Ancak bu, kesinlikle Trumpizm'in yarattığı tehdidin yanlış yorumudur. Tüm yaygarası boyunca başkanlığı hiçbir zaman bir hükümet darbesinin veya ABD anayasacılığının içeriden yıkılmasının başlangıcı olarak görmedi. Sessizce gitmiyor ama gidecek. Zaferi Biden'ın ağzından kapmak için orduya veya alternatif sağa değil, avukatlara yöneldi. Trumpizm ABD devletini faşistleştirme çabasını değil liberalizmden kopartılmasını, iki terimli "liberal demokrasiyi" parçalara ayırarak Macaristan Başbakanı Viktor Orbán'ın gururla "liberalizm karşıtı demokrasi" olarak nitelendirdiği şeye dönüştürülmesini temsil ediyor. Trump'ın kafasında, liberal demokrasinin kuralları ve değerlerinin hor görülmesi, kitlesel mitinglerde elde ettiği ritüelleşmiş popülerlik gösterileriyle meşrulaştırılmıştı. Bunlar, anayasal ve temsili olmaktan ziyade sadece seçimlerdeki onaya dayanan ve keyfi bir yönetim tarzına sebebiyet verdi. Üstelik bu üslup, haberlerde görüldüğünde Mussolini ve Hitler'i çağrıştıracak biçimde tasvir edilse de ifade ettiği temel siyasi vizyon Putin, Erdoğan ve sağ kanat popülist hareketlere çok daha yakın.
Biden yönetiminin büyük ölçüde marjinalleşmiş de olsa faşizmle mücadeleye devam etmesi gerektiği açık, ancak liberalizm karşıtı demokrasinin, sağcı popülizmin ve kimlik siyasetinin yükselişinin getirdiği sinsi tehlikelerle yüzleşmek daha acil bir ihtiyaç arz ediyor. Neticede bunlar mevcut kritik haliyle gezegene faşizmden çok daha büyük bir tehdit. Ancak Trump'ın yapmakta ısrar ettiği gibi parçalayıp ayırmak yerine iki-terimli "liberal demokrasiyi" yeniden canlandırmakta başarılı olduğu takdirde ABD'nin muazzam demokrasi açığını daraltmaya başlayabilir.

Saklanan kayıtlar
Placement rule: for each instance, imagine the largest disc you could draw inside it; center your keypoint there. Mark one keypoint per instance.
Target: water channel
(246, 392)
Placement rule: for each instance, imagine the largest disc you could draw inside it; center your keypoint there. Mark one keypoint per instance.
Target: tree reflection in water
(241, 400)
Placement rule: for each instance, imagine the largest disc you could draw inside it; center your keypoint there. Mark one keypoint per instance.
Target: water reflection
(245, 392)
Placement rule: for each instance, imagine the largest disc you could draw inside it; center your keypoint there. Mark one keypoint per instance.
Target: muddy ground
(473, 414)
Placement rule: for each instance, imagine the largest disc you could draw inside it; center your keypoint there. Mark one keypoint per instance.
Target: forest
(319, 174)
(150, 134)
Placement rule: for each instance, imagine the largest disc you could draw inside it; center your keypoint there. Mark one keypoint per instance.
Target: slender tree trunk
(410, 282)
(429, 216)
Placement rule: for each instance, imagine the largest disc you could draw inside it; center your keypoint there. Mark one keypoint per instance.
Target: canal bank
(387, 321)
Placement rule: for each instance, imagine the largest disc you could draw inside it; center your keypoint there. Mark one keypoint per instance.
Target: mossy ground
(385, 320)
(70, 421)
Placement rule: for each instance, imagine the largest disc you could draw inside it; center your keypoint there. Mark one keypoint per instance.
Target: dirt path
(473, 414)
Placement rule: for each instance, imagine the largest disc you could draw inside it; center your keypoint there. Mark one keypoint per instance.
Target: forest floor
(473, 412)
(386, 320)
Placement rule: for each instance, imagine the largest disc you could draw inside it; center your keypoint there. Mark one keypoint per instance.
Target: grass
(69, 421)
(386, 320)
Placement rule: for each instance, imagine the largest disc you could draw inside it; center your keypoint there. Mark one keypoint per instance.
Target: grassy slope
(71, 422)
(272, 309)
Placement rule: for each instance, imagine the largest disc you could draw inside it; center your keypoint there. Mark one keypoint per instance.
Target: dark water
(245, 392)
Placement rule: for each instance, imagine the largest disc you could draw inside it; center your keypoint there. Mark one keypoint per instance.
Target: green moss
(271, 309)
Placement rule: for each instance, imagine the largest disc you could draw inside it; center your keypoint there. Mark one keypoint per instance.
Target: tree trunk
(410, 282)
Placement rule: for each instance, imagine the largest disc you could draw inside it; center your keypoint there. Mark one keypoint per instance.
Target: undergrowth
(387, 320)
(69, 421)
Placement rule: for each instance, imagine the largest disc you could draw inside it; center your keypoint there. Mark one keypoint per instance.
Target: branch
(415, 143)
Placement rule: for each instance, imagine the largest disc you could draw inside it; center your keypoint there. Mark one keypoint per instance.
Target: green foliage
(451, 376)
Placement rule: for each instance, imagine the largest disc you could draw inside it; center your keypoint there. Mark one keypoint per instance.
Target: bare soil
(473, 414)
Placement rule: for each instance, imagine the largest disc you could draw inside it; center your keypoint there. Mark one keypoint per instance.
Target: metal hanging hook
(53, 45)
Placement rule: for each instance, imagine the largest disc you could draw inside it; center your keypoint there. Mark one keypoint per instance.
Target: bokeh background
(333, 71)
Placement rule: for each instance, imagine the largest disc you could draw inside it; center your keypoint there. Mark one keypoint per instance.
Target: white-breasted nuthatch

**Görevin amacı**
Trumpizm üzerine metinde "Biden yönetiminin büyük" ifadesinden "açığını daraltmaya başlayabilir." ifadesine kadar olan kısmı harfi harfine yazar mısınız? Listeye başvurmanız gerekmiyor.

**Yanıt**
Biden yönetiminin büyük ölçüde marjinalleşmiş de olsa faşizmle mücadeleye devam etmesi gerektiği açık, ancak liberalizm karşıtı demokrasinin, sağcı popülizmin ve kimlik siyasetinin yükselişinin getirdiği sinsi tehlikelerle yüzleşmek daha acil bir ihtiyaç arz ediyor. Neticede bunlar mevcut kritik haliyle gezegene faşizmden çok daha büyük bir tehdit. Ancak Trump'ın yapmakta ısrar ettiği gibi parçalayıp ayırmak yerine iki-terimli "liberal demokrasiyi" yeniden canlandırmakta başarılı olduğu takdirde ABD'nin muazzam demokrasi açığını daraltmaya başlayabilir.